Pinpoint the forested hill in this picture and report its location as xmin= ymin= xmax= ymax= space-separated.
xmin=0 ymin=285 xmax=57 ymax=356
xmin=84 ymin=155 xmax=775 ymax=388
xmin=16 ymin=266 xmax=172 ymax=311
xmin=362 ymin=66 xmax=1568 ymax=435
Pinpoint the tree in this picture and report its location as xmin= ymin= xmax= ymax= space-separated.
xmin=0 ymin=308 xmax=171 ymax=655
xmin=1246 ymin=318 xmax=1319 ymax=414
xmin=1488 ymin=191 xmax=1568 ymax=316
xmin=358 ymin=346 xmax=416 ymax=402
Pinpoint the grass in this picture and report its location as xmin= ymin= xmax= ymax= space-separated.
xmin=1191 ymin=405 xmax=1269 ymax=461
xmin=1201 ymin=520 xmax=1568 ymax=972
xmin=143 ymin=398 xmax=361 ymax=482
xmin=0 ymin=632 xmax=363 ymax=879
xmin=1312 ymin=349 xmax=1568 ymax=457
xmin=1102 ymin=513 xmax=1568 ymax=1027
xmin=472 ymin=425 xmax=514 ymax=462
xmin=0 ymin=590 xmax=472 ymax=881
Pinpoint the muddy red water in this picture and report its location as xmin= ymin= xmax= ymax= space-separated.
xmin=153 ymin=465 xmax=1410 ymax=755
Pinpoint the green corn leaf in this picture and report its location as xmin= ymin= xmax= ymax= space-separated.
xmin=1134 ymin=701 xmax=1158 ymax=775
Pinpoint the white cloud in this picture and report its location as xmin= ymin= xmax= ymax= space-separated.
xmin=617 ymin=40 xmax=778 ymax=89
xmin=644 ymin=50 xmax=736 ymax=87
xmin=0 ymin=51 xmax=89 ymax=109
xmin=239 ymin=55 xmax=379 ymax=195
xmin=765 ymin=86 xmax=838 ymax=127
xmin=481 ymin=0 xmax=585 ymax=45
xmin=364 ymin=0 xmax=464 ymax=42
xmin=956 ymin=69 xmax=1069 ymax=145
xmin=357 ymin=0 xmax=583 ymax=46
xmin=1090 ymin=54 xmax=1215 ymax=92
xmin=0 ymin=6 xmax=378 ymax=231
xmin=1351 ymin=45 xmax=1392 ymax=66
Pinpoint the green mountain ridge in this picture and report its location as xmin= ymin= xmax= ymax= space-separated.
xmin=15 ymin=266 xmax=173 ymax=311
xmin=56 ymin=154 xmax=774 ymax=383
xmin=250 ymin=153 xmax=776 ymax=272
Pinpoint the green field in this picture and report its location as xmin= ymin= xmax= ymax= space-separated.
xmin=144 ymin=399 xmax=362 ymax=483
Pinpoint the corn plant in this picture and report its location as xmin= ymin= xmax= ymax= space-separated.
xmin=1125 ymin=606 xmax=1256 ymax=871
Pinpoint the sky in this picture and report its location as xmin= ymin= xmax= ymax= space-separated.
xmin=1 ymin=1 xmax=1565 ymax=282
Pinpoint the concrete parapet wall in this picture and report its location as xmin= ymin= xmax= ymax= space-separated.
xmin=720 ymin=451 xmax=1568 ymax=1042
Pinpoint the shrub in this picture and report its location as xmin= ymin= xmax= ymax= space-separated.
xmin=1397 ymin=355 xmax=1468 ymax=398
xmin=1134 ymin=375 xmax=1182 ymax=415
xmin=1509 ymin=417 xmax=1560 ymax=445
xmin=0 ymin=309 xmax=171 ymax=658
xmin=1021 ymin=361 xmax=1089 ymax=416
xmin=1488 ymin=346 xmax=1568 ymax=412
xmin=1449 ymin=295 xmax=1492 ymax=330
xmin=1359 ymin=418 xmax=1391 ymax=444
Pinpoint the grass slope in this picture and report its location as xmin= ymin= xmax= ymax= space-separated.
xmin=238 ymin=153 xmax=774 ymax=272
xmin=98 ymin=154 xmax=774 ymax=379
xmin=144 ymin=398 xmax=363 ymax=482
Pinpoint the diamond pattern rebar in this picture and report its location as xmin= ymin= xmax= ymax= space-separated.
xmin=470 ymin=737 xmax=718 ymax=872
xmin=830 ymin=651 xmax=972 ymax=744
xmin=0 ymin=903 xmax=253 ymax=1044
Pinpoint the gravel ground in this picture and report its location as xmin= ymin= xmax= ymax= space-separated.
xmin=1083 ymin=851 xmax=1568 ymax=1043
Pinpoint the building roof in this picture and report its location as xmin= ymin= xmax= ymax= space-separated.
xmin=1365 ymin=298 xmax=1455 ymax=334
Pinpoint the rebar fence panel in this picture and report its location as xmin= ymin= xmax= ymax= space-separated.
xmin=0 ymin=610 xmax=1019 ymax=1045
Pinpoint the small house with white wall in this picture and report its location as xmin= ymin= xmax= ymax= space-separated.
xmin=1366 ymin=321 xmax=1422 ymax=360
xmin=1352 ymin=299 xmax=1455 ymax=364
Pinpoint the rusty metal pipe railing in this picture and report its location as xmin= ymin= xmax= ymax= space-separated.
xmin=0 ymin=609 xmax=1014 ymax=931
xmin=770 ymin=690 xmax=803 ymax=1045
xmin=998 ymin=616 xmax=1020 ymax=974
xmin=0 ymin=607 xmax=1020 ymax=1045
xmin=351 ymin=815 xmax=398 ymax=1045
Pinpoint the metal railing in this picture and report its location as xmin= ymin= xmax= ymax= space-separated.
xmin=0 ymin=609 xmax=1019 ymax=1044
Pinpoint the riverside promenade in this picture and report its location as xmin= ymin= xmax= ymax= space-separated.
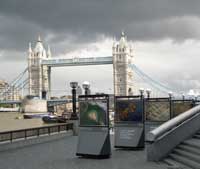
xmin=0 ymin=133 xmax=168 ymax=169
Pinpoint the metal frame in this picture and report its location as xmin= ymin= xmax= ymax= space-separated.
xmin=78 ymin=94 xmax=110 ymax=128
xmin=144 ymin=97 xmax=171 ymax=122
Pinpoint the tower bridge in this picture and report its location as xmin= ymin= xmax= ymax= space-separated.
xmin=0 ymin=32 xmax=179 ymax=101
xmin=27 ymin=32 xmax=135 ymax=99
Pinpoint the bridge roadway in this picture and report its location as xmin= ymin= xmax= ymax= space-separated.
xmin=41 ymin=56 xmax=113 ymax=67
xmin=0 ymin=134 xmax=167 ymax=169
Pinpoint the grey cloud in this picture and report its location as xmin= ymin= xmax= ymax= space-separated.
xmin=1 ymin=0 xmax=200 ymax=93
xmin=1 ymin=0 xmax=200 ymax=50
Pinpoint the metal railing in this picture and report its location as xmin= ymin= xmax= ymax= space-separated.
xmin=0 ymin=123 xmax=73 ymax=143
xmin=146 ymin=104 xmax=200 ymax=161
xmin=147 ymin=105 xmax=200 ymax=142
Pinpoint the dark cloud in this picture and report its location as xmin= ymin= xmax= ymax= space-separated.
xmin=1 ymin=0 xmax=200 ymax=54
xmin=1 ymin=0 xmax=200 ymax=93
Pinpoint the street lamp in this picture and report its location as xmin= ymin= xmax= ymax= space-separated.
xmin=168 ymin=91 xmax=173 ymax=99
xmin=182 ymin=93 xmax=185 ymax=100
xmin=139 ymin=88 xmax=144 ymax=97
xmin=194 ymin=94 xmax=198 ymax=101
xmin=82 ymin=81 xmax=90 ymax=95
xmin=70 ymin=82 xmax=78 ymax=120
xmin=146 ymin=89 xmax=151 ymax=99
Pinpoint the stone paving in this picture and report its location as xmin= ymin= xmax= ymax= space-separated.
xmin=0 ymin=135 xmax=168 ymax=169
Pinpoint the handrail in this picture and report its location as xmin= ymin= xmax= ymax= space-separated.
xmin=0 ymin=123 xmax=73 ymax=143
xmin=147 ymin=104 xmax=200 ymax=142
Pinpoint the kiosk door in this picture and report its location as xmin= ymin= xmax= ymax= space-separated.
xmin=76 ymin=95 xmax=111 ymax=158
xmin=114 ymin=96 xmax=145 ymax=149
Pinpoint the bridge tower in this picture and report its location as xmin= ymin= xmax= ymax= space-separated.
xmin=28 ymin=36 xmax=51 ymax=99
xmin=112 ymin=32 xmax=134 ymax=96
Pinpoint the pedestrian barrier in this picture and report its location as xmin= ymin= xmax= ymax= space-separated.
xmin=0 ymin=123 xmax=73 ymax=143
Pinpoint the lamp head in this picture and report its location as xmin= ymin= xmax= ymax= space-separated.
xmin=168 ymin=91 xmax=173 ymax=97
xmin=82 ymin=81 xmax=90 ymax=89
xmin=139 ymin=88 xmax=144 ymax=95
xmin=146 ymin=88 xmax=151 ymax=94
xmin=70 ymin=82 xmax=78 ymax=88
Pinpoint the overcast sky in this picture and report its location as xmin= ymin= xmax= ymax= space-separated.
xmin=1 ymin=0 xmax=200 ymax=96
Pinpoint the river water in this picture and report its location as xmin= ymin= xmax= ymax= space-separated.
xmin=0 ymin=112 xmax=55 ymax=132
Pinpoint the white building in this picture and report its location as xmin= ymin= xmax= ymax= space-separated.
xmin=28 ymin=36 xmax=51 ymax=99
xmin=113 ymin=32 xmax=134 ymax=96
xmin=0 ymin=80 xmax=20 ymax=100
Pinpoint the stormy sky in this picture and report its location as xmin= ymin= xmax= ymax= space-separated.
xmin=1 ymin=0 xmax=200 ymax=96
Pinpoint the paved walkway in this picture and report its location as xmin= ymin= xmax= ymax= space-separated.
xmin=0 ymin=135 xmax=168 ymax=169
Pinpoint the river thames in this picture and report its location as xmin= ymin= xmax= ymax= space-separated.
xmin=0 ymin=112 xmax=56 ymax=132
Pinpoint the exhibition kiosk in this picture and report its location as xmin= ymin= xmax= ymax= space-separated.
xmin=114 ymin=96 xmax=145 ymax=149
xmin=76 ymin=94 xmax=111 ymax=158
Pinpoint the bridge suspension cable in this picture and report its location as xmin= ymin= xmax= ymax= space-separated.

——

Reproduce, word for word, every line starting at the line that contains "Pinpoint the white building" and ending with the final line of the entries.

● **REPLY TO THE EXERCISE**
Pinpoint the white building in this picture and report its location as xmin= ymin= xmax= ymax= space-separated.
xmin=28 ymin=36 xmax=51 ymax=99
xmin=113 ymin=32 xmax=134 ymax=96
xmin=0 ymin=80 xmax=20 ymax=100
Pinpoint the stormy sky in this picture and report its location as xmin= ymin= xmax= ymax= space-separated.
xmin=1 ymin=0 xmax=200 ymax=96
Pinpoint the paved walkway in this picture and report its location as xmin= ymin= xmax= ymax= space-separated.
xmin=0 ymin=135 xmax=168 ymax=169
Pinpoint the river thames in this picture and report its location as xmin= ymin= xmax= ymax= space-separated.
xmin=0 ymin=112 xmax=56 ymax=132
Pinpoint the exhibition kiosk in this picture and report its location as xmin= ymin= xmax= ymax= space-separated.
xmin=114 ymin=96 xmax=145 ymax=149
xmin=76 ymin=94 xmax=111 ymax=158
Pinpoint the bridge suspension cable in this picture and report its location as xmin= ymin= xmax= ymax= space-separated.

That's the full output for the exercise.